■ Material for this exercise ■
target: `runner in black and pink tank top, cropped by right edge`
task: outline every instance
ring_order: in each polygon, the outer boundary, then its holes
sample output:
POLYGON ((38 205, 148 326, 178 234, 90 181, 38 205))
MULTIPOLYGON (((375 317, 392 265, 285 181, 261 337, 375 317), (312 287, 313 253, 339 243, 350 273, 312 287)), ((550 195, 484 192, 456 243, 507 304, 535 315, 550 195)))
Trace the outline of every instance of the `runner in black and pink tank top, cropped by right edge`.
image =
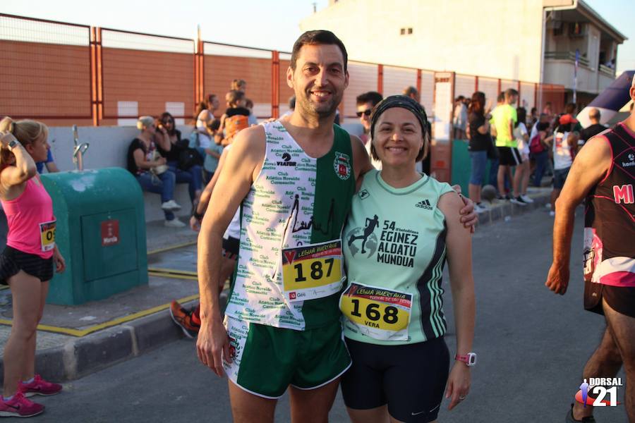
MULTIPOLYGON (((635 101, 635 78, 629 91, 635 101)), ((574 209, 586 197, 584 307, 605 315, 607 328, 581 377, 614 377, 624 364, 625 410, 635 422, 635 114, 588 140, 557 200, 553 263, 547 282, 567 291, 574 209)), ((590 392, 591 393, 591 392, 590 392)), ((567 422, 595 422, 593 398, 572 405, 567 422)))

■ What to produce ■
Which lines in the records above include the word "edge"? Copy them out.

■ Answer to the problem ■
target: `runner in black and pink tank top, cropped by right edge`
Trace the outline of every instance of the `runner in black and pink tank top, cropped by right edge`.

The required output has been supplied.